**Instructions for the task:** Copy the news report on the inquest into Amarni Loveridge's death word for word, in full.

**Document text:**
Segment Open

A YOUNG girl died in hospital after a battle with severe ill health.

Amarni Loveridge had suffered from respiratory problems for much of her life but “could fight no longer” after her condition began to deteriorate earlier this year.

She was just 11 when she died.

An inquest into her death, held in Brighton, heard that when she was seven and a half months old Amarni suffered a hypoxic brain injury in hospital, meaning there was a lack of oxygen being supplied to her brain.

This caused severe cerebral palsy, a lifelong condition which affects movement and co-ordination.

As a result of her disability, Amarni also suffered from other illnesses including epileptic seizures, difficulty breathing and regular chest infections.

This meant she needed “constant care” and her adoptive parents had a great number of plans in place to make sure she was fully cared for.

Brighton and Hove coroner Veronica Hamilton-Deeley said “she had complex needs and required multiple hospital admissions throughout her life”. But she said: “The level of care at home was so good, Amarni didn’t come to hospital as often as we would have expected.

“But it seems to me to me it was almost inevitable the respiratory tract infections got worse as she got older.”

Segment Closed

**Source data:**
Segment Open

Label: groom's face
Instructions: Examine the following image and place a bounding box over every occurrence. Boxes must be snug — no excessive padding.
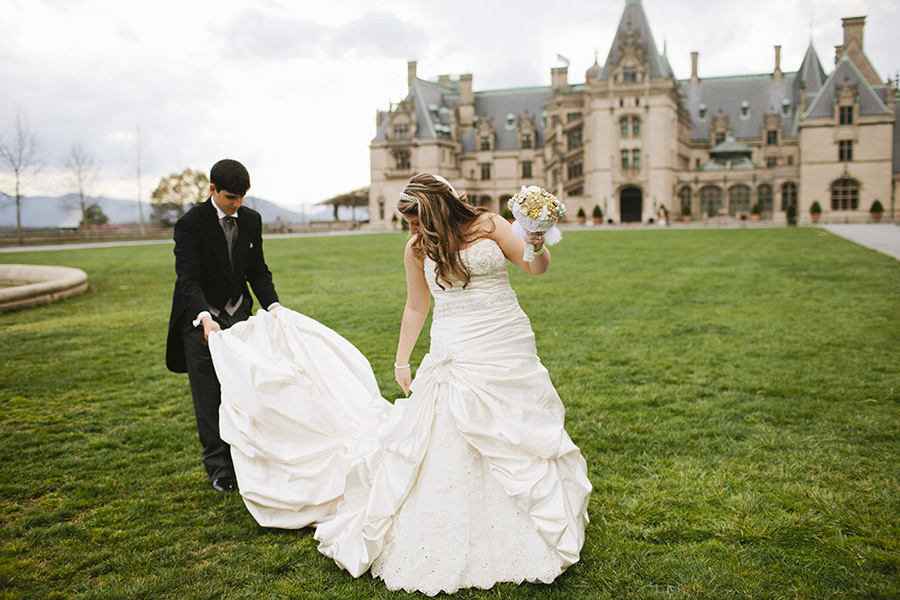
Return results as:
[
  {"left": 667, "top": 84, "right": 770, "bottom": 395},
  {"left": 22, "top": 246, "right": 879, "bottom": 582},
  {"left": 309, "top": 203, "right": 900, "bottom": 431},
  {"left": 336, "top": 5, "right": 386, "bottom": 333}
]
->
[{"left": 209, "top": 184, "right": 244, "bottom": 216}]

Segment Closed

**Your solution:**
A YOUNG girl died in hospital after a battle with severe ill health.

Amarni Loveridge had suffered from respiratory problems for much of her life but “could fight no longer” after her condition began to deteriorate earlier this year.

She was just 11 when she died.

An inquest into her death, held in Brighton, heard that when she was seven and a half months old Amarni suffered a hypoxic brain injury in hospital, meaning there was a lack of oxygen being supplied to her brain.

This caused severe cerebral palsy, a lifelong condition which affects movement and co-ordination.

As a result of her disability, Amarni also suffered from other illnesses including epileptic seizures, difficulty breathing and regular chest infections.

This meant she needed “constant care” and her adoptive parents had a great number of plans in place to make sure she was fully cared for.

Brighton and Hove coroner Veronica Hamilton-Deeley said “she had complex needs and required multiple hospital admissions throughout her life”. But she said: “The level of care at home was so good, Amarni didn’t come to hospital as often as we would have expected.

“But it seems to me to me it was almost inevitable the respiratory tract infections got worse as she got older.”